◆ **THE EXERCISE**
Select every line of the items below that contains the string "high", and copy each such line. Case counts.

◆ **DATA FOR THE TASK**
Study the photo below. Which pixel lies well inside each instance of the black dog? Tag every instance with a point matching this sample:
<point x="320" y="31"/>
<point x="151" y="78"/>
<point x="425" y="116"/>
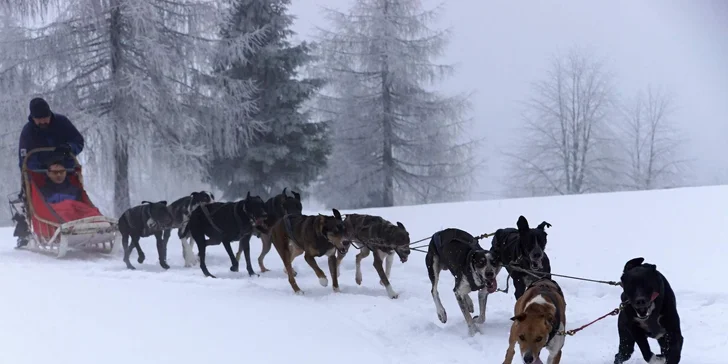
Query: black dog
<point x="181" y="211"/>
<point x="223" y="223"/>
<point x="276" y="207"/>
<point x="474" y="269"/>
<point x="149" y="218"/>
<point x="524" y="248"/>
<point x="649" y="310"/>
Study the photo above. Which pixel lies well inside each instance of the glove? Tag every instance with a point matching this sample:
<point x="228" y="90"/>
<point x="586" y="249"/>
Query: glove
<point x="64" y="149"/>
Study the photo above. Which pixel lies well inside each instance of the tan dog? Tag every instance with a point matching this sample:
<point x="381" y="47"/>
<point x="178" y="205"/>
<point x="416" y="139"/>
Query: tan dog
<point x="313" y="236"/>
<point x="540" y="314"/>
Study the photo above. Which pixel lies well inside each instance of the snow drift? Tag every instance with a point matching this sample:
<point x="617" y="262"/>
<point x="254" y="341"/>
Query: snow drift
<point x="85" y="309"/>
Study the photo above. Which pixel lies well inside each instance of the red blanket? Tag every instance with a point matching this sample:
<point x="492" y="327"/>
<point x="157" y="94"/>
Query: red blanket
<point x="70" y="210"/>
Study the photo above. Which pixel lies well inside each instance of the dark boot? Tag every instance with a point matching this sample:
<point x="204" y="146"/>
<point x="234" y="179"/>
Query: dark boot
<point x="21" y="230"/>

* * *

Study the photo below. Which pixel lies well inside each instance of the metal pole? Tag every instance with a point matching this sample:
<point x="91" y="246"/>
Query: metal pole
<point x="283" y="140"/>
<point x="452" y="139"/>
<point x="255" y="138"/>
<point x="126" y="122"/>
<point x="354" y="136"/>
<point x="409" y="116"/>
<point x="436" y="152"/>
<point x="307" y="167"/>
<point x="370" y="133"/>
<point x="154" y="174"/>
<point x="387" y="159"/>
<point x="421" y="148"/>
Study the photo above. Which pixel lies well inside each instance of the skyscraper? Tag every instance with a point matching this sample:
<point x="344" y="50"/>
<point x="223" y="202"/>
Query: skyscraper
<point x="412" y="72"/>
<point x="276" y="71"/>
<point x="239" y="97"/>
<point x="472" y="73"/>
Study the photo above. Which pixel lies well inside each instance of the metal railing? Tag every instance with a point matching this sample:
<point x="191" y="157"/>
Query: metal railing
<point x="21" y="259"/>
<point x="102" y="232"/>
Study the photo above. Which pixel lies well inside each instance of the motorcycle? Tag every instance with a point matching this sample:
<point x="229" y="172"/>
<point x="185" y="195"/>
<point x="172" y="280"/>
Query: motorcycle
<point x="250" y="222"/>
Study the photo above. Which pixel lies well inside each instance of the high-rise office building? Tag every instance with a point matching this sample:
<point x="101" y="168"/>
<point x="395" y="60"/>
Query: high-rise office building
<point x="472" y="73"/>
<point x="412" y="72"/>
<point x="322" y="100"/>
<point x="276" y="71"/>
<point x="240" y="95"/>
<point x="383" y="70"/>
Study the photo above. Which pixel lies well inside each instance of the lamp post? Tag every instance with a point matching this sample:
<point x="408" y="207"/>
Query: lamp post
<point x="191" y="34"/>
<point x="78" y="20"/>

◆ **OUTPUT BELOW**
Study the photo above. Which pixel lies well inside each instance of the high-rise office building? Tag every instance with a point matching this sample:
Query: high-rise office building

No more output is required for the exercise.